[[ Document excerpt open ]]
We use the following datasets in our experiments.
💡Fact
We let LLM solve true-of-false problems, based on an objective factual basis.
🌆 Cities: Consists of statements about the location of cities and their veracity labels (e.g., The city of Zagreb is in Japan, which is wrong).
🔎 Common-Claim: A dataset of boolean statements, each labeled by two humans as common-knowledge-true, common-knowledge-false, or neither.
💥 Counterfact: Includes myriad counterfactuals that allows quantitative testing of specificity and generalization when learning a counterfactual.
❤️Emotion
Given a social media or movie review, have the LLM solve a dichotomous sentiment problem.
💢 HateEval: Has tweets which were annotated hierarchically.
🎬 STSA: Includes movie reviews, wih positive and negative reviews, reflecting the writer's overall intention for this review.
📽️ IMDb: A benchmark dataset for binary sentiment classification. We use 2000 of these samples.
🤭 Sarcasm: A superior news headline dataset that tells if the headlines are sarcastic.
🧠Reasoning
Examing LLM's reasoning skills for bi-classification.
🗝️ StrategyQA: Contains questions across all knowledge domains to elicit creative and diverse yes/no questions that require implicit reasoning steps.
🪙 Coinflip: Includes coin flipping queries, asking if a coin remains heads up after it is either flipped or left unflipped by individuals.
[[ Document excerpt closed ]]
[[ Data excerpts open ]]
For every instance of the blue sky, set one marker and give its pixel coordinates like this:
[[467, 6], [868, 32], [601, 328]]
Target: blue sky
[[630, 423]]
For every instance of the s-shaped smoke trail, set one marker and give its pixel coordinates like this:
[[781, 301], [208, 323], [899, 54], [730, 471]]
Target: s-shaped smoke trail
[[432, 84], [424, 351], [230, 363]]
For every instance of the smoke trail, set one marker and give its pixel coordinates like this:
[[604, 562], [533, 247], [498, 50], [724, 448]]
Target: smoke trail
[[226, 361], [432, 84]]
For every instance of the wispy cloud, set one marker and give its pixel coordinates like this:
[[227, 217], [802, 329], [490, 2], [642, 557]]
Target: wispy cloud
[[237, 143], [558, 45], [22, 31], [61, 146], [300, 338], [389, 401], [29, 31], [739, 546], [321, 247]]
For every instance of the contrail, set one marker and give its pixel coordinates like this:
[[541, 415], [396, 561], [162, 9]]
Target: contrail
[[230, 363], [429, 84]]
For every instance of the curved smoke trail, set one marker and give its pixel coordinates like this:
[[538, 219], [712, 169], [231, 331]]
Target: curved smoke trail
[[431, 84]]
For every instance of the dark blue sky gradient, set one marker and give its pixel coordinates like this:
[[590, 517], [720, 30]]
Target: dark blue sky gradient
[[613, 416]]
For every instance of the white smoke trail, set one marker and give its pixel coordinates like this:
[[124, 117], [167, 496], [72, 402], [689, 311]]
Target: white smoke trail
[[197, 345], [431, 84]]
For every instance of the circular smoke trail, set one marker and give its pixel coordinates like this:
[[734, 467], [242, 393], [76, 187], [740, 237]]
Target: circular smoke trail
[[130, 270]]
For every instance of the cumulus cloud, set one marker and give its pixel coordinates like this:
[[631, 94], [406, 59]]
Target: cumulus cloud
[[ Data excerpts closed ]]
[Instructions]:
**a)** In the dataset list, how many IMDb samples are used?
**b)** Summarize the dataset list in two sentences.

[Solutions per task]:
**a)** 2000

**b)** The experiments use datasets grouped under Fact, Emotion, and Reasoning. Fact sets (Cities, Common-Claim, Counterfact) have the LLM judge statements true or false, Emotion sets (HateEval, STSA, IMDb, Sarcasm) pose two-way sentiment problems, and Reasoning sets (StrategyQA, Coinflip) test its reasoning on binary classification.